CONSIGNES DE L'EXERCICE →
a – D'après la critique du Solitaire, quel âge a Ionesco lorsque son roman paraît ?
b – Prolongez la critique du Solitaire à partir de sa dernière phrase.

TEXTE SOURCE →

———

Le Solitaire
7.6
Le Solitaire

livre de Eugène Ionesco (1973)

Vie minuscule (pour paraphraser Pierre Michon)

Il est incompréhensible que l’unique roman de Ionesco n’ait pas figuré d’emblée au panthéon des plus grandes œuvres. Né le 26 novembre 1909, en Roumanie, l’immense dramaturge a soixante-quatre ans lorsque paraît, en 1973, son roman «Le Solitaire ». Il vivra encore une vingtaine d’années. Toutefois, les pièces qui lui ont valu une reconnaissance internationale sont déjà sorties, de « La Cantatrice chauve » (1950), « La Leçon » (1951), « Les Chaises » (1952) au sublime « Le Roi se meurt » (1962), en passant par « Rhinocéros » (1959). C’est donc en voyant approcher le terme d’une vie exceptionnellement accomplie qu’il se lance dans la rédaction paradoxale de ce roman qui met en scène un héros obscur, modeste employé prématurément retraité, et irrémédiablement « solitaire », bien que pris dans une constante et perplexe observation de ses contemporains : « Il y en avait du monde dans ce monde, tant de visages différents et tant de pensées vraisemblablement identiques. Ou à peu près » (p. 46). Ou encore :
« N’importe quoi est passionnant, amusant, curieux, dramatique, insolite, mystérieux. [...] Regarder des gens qui regardent » (p. 82).


Les phrases, simples dans leur lexique, dépouillées dans leur construction, arrêtent constamment, tant elles sont nombreuses à se détacher comme des citations. Des jeux d’échos se mettent rapidement en place, affirmant la filiation avec le théâtre de l’absurde, qu’il s’agisse de celui de l’auteur ou de celui d’un autre illustre expatrié, Beckett :
« Nous reprîmes du café, plusieurs cafés, plusieurs pousse-café, il s’en alla, je m’en allai » (p. 17). Un absurde qui peut aussi surgir d’une rupture thématique apparente, mais sans aucun changement de ton, d’où un effet de sens par ricochet plutôt inquiétant : « ‘- Oui, dit-elle, ceux de l’intérieur ont tiré sur ceux de l’extérieur et ceux de l’extérieur sur nos clients. Nous avons du museau vinaigrette’ » (p. 174).

———

ENREGISTREMENTS AFFICHÉS →

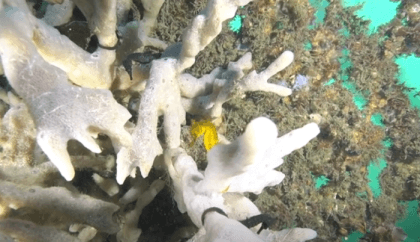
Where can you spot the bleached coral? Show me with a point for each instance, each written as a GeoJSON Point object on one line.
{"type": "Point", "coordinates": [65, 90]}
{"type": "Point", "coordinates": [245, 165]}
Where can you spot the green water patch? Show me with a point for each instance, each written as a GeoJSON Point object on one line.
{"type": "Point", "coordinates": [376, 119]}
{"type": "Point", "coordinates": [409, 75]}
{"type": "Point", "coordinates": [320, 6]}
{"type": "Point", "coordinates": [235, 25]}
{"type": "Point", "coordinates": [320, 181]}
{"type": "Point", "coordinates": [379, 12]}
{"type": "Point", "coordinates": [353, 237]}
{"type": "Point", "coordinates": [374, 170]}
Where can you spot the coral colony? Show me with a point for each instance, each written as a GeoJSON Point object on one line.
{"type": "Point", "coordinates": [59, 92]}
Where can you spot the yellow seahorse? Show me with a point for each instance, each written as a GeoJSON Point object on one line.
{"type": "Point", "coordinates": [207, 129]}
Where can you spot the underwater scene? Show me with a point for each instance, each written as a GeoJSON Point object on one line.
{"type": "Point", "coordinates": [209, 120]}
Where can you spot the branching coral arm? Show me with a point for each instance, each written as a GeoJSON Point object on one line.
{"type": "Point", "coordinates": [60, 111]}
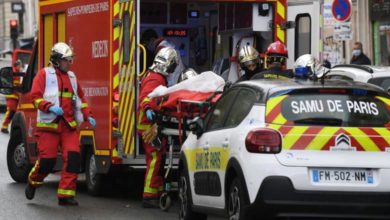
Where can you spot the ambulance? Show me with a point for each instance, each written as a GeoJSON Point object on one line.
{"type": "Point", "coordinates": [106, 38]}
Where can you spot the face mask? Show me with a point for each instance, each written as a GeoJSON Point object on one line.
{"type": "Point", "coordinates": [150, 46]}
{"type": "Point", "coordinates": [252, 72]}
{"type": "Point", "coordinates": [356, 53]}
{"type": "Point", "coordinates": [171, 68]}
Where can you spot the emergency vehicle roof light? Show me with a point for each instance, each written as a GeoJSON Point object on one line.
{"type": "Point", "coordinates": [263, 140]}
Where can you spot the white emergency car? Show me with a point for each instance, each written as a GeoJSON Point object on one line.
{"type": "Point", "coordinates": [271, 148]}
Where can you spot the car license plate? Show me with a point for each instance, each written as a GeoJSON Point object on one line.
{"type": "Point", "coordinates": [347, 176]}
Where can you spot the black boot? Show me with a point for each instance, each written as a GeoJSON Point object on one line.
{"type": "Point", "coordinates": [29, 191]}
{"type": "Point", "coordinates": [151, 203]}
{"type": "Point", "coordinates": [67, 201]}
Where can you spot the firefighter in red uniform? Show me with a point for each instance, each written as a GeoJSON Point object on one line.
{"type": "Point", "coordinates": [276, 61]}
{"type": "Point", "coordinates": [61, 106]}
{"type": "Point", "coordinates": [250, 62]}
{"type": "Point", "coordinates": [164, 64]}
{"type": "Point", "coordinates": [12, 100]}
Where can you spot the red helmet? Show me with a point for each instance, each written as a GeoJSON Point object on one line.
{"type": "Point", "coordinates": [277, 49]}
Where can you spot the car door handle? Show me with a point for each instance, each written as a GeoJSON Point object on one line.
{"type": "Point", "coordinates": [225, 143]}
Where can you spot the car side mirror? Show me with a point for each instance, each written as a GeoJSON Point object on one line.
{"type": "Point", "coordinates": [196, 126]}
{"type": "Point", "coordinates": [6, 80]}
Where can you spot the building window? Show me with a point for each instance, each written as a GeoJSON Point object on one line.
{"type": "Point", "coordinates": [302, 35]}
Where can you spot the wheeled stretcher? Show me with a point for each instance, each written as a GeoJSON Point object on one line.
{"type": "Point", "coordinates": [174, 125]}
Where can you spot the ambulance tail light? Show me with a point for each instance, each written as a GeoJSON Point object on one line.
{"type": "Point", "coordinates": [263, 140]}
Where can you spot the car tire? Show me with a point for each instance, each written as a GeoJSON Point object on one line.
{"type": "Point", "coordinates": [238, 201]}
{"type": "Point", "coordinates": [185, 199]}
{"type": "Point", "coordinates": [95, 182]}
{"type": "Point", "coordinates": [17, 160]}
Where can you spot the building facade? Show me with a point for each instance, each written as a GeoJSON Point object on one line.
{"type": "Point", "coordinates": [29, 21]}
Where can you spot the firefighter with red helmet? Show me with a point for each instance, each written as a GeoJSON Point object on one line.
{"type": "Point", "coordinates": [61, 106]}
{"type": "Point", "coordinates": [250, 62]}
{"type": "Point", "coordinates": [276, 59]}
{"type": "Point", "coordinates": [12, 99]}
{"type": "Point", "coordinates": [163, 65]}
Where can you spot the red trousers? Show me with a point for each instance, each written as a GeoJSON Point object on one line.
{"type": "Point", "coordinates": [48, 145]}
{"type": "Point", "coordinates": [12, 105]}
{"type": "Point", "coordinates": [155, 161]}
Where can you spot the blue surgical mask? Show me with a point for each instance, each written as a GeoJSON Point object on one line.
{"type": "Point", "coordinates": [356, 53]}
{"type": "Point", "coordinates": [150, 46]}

———

RÉPONSES FOURNIES →
a – Soixante-quatre ans.

b –
Un absurde qui n’interdit pas de tenter de penser le monde, bien au contraire, même si cette tentative de pensée présente tous les risques de tourner court : «Je ne suis jamais revenu de mon étonnement initial face au monde, étonnement et interrogation qui ne peuvent avoir de réponse » (p. 76) ; ou encore :
« Je me rendis compte que je pensais trop, moi qui m’étais promis de ne pas penser du tout, ce qui est bien plus sage puisque, de toute façon, personne n’y entend rien » (p. 39). Mais qu’importe, la pensée a le droit de s’acharner : « C’est inconcevable de ne pas pouvoir concevoir l’inconcevable » (p. 75). Tant il est vrai qu’elle est à peu près la seule arme réelle, plaçant de ce fait le héros dans une position intellectuellement royale : « [...] le commentaire ne m’intéresse pas. C’est moi le commentateur des événements » (p. 89).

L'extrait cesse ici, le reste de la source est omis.